Updated on February 9, 2015

Sycamore Row by John Grisham

Jake Brigance, Grisham's lawyer from his first published novel, A Time to Kill, finds an envelope in his mail on the Monday after a recluse, Seth Hubbard’s suicide by hanging, that includes a will and a letter instructing Jake to make sure the will is followed as written. Jake does as he is instructed, but day after filing the will, another will is presented, one that benefits Seth’s two grown children rather than Seth's maid and sometime caregiver, who receives the bulk of his estate in the Seth's new will. The two children, and even the maid herself get their own lawyers with their own agendas.

Grisham fleshes out the Jake Brigance character as he wrestles with the prejudices of all the characters and his own motives. He ultimately relies on carrying out his own dead client's wishes. The story culminates in the successful search for Seth's long-lost brother who is bequeathed a small percentage and may hold the answer to why Seth did what he did.

Grisham is a master of premise and conflict. He is at his best when he seems to have a personal dog in the fight. The Brigance books are in that vein.

Gulf Boulevard by Dennis Hart

Boston accountant Jason Najarian reaches into the bag of multi-colored M&Ms he keeps in his desk drawer and pulls out a handful of the hard-shelled candy coated chocolate, but before he tosses them into his mouth, he notices he has a handful of the same color, all green. What are the odds? He doesn't even wait to calculate the astronomical number before he is off to buy three lottery tickets. One of the tickets turns out to be the Powerball winner of 63 million dollars. In methodical accountant fashion, he kicks into gear a plan to make his dream of living as a hermit in a warm climate on the ocean a reality by purchasing, among other items, a beach house on a barrier island near Sarasota, Florida.

Between raking the sand so his beach is always the same pristine picture he daydreamed about, he has his semi-hermit existence consistently interrupted by visits from beach house neighbors who include the beefy Sal Scalise who claims to be in the music business and the beautiful Fiona Tallahassee who claims to be a Native American tribal lobbyist. Another of his neighbors gets visits from her brothers who dress like enforcers, are rude to everyone, and skulk around spying on people with binoculars.

Supplied data:

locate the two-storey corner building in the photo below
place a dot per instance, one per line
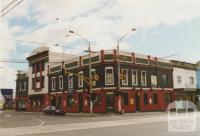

Prompt 1: Which fictional characters are mentioned by name in the book reviews?
Prompt 2: Rewrite the book reviews from "Grisham fleshes out" up to and including "in that vein.", putting "virtuoso" in place of "master".
Prompt 3: Write the next part of the review of Gulf Boulevard, picking up after its final sentence.

Exercise answer 1: Jake Brigance, Seth Hubbard, Jason Najarian, Sal Scalise, Fiona Tallahassee

Exercise answer 2:
Grisham fleshes out the Jake Brigance character as he wrestles with the prejudices of all the characters and his own motives. He ultimately relies on carrying out his own dead client's wishes. The story culminates in the successful search for Seth's long-lost brother who is bequeathed a small percentage and may hold the answer to why Seth did what he did.

Grisham is a virtuoso of premise and conflict. He is at his best when he seems to have a personal dog in the fight. The Brigance books are in that vein.

Exercise answer 3:
They all contribute to postponing Najarian enjoying his plans for peaceful, solitary retirement, maybe for good.

http://www.amazon.com/Gulf-Boulevard-Dennis-Hart/dp/1579623530

The Museum of Extraordinary Things by Alice Hoffman

In the early 1900s, Coralie appears as the Mermaid in her father’s “museum Museum of Extraordinary Things,” alongside performers like the Wolfman, the Butterfly Girl, and a one-hundred-year-old turtle. One night Coralie stumbles upon Eddie Cohen, a young man photographing moonlit trees near the Hudson River. They maintain a distant, almost wordless relationship while she swims the river at night to drum up business for her father's museum and Eddie experiments with photographic techniques. the relationship until Eddie happens to photograph the devastation of the infamous Triangle Shirtwaist Factory fire. Eddie's search for the sister of one of the women he photographed uncovers secrets which will threaten to end their relationship but will ultimately bind them together out of necessity.

This is Hoffman doing what she does best, combining real characters with authentic emotions in a setting that hints at the mystical. In the end, she ties together several compelling subplots neatly, but perhaps a little against expectation. It may not be my favorite of Hoffman's novels, but it wouldn't be too far down the list.

Mr. Mercedes by Stephen King

Now retired, Hodges has lost his way in boredom and depression craving the thrills of taking down the region’s most notorious criminals. When a disturbing letter from the Mercedes Killer arrives at his door, Hodges soon finds himself uncontrollably drawn into a pursuit with stakes nearly as big as the city itself. three of the most unlikely heroes Stephen King has ever created try to stop a lone killer from blowing up thousands.

King writes a lot of stuff, some of it is hit or miss, but most of it is hit as far as I'm concerned. This is a fine work, not quite up either of his winners from last year, Joyland and Doctor Sleep, but very close.

The Doubt Factory by Paolo Bacigalupi

Bacigalupi's book traces the awakening of a smart, compassionate, and privileged girl named Alix Banks to the reality that her father's PR company has helped numerous clients avoid bad press and help cloud public opinion about unsafe prescription drugs and other industrial practices in the world of big business, what the activists refer to as The Doubt Factory. Alix learns about her father when she becomes a kidnap victim at the hands of an group of activist youths whose families were destroyed by the products and companies her father strategizes to protect. Moses, the charismatic ringleader of the group has been watching Alix and believes he can convince her to help them.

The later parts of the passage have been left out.